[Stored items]
---------------
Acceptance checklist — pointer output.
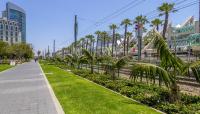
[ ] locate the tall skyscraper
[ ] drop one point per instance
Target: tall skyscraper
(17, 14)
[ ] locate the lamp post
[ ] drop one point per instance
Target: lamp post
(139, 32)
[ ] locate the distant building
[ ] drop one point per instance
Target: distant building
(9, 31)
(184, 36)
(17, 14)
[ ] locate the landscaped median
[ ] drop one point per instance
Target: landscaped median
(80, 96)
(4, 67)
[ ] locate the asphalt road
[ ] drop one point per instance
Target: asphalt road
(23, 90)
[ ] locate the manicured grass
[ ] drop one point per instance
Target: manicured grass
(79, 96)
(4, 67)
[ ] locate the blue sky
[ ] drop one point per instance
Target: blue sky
---------------
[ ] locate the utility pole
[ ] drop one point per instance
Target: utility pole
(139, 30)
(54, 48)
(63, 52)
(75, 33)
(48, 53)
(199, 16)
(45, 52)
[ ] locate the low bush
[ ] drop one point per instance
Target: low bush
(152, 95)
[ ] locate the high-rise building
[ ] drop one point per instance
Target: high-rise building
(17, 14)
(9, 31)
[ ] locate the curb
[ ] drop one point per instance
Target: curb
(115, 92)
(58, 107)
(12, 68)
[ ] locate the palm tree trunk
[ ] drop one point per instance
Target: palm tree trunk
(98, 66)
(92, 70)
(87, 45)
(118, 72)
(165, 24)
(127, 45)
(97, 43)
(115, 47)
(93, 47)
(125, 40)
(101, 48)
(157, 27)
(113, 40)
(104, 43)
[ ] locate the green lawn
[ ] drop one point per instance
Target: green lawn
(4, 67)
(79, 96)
---------------
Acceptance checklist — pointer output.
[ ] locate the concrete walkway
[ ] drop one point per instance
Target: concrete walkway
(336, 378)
---------------
How many lines in the items above contain the word "manicured"? Reply with the number alone.

2